## Texte fourni
──────────────────────────────

De là, on nous mena dans un autre abri, rue de Bayeux, chez les Sœurs de Saint Vincent de Paul. La nuit fut agitée.

 

59 rue de Bayeux

 

Nous n’étions pas nombreux et nous nous demandions si quelques-uns étaient sous les décombres. On nous a appris alors que six de nos camarades avaient été tués. Nous étions abasourdis. Dans la journée du 7 juin nous avons marché vers le Sud de Caen et avons trouvé refuge à Éterville sous un hangar, nous ne voulions plus entrer dans une maison de pierres, cette crainte d'être ensevelis dura plusieurs mois.

 

Localisation sur carte alliée1943

 

Ma mère vint me chercher le 7 juin au début de soirée. Elle était venue à bicyclette avec le père de deux camarades. En repartant, alors que nous traversions deux ponts (l'Orne et le chemin de fer) entre des mitraillages aériens, je reçus une balle de fusil dans une jambe. Ce n'est pas agréable, elle est ressortie sans toucher l'os. Mes frères m'ont demandé si je l'avais ramassée .. Je fus bien soigné par un chirurgien allemand dans un poste de secours. Les soldats allemands étaient cachés dans des trous individuels pour défendre le pont et affolés par la mitraille, tiraient partout. En passant à Saint Martin de Fontenay, je me souviens de gros chars allemands qui montaient au front: ils étaient presque aussi larges que la rue et leurs chenilles faisaient tomber les poteaux électriques comme des asperges.

──────────────────────────────

## Jeu de données
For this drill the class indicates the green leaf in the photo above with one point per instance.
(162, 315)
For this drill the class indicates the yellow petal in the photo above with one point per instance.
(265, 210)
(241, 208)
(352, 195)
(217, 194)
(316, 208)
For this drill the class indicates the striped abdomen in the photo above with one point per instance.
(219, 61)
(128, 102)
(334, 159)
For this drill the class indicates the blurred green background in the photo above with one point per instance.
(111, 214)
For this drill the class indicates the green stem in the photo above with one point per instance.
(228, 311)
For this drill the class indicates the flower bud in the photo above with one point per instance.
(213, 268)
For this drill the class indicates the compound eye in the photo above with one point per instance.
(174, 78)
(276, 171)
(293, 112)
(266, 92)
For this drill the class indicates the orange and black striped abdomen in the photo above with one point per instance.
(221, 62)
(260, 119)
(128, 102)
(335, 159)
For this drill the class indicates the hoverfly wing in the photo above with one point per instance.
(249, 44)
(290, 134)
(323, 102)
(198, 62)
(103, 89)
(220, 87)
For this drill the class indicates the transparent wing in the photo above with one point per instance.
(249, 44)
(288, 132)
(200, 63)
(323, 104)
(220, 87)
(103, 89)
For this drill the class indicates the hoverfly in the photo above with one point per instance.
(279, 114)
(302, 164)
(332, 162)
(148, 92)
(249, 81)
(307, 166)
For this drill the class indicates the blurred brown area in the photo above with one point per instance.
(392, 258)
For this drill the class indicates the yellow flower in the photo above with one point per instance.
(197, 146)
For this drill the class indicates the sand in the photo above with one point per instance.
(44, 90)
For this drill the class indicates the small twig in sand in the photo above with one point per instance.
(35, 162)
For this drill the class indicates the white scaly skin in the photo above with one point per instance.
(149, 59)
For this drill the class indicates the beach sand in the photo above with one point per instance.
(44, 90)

──────────────────────────────

## Exercices
(1) Modifiez le passage du récit sur Caen qui va de « Localisation sur carte » jusqu'à « comme des asperges. » en remplaçant « bicyclette » par « vélo ».
(2) Relevez tous les noms de communes cités dans le récit sur Caen.
(3) Reprenez le récit sur Caen et rédigez-en la suite.
Les lignes ne sont pas nécessaires ici.

## Réponses par exercice
(1)
Localisation sur carte alliée1943

 

Ma mère vint me chercher le 7 juin au début de soirée. Elle était venue à vélo avec le père de deux camarades. En repartant, alors que nous traversions deux ponts (l'Orne et le chemin de fer) entre des mitraillages aériens, je reçus une balle de fusil dans une jambe. Ce n'est pas agréable, elle est ressortie sans toucher l'os. Mes frères m'ont demandé si je l'avais ramassée .. Je fus bien soigné par un chirurgien allemand dans un poste de secours. Les soldats allemands étaient cachés dans des trous individuels pour défendre le pont et affolés par la mitraille, tiraient partout. En passant à Saint Martin de Fontenay, je me souviens de gros chars allemands qui montaient au front: ils étaient presque aussi larges que la rue et leurs chenilles faisaient tomber les poteaux électriques comme des asperges.

(2) Caen, Éterville, Saint Martin de Fontenay

(3)
Nous sommes rentrés le lendemain à côté de Mézidon, loin de la gare, donc loin des bombardements. Nous étions heureux de nous retrouver en famille.

Quelques semaines après nous avons fui les combats et avons rejoint Vimoutiers dans l'Orne, petit coin que nous espérions tranquille.

 

Localisation des villes citées

 

En fait ce fut tout près de "la poche de Falaise", du "Stalingrad en Normandie" où les combats firent rage.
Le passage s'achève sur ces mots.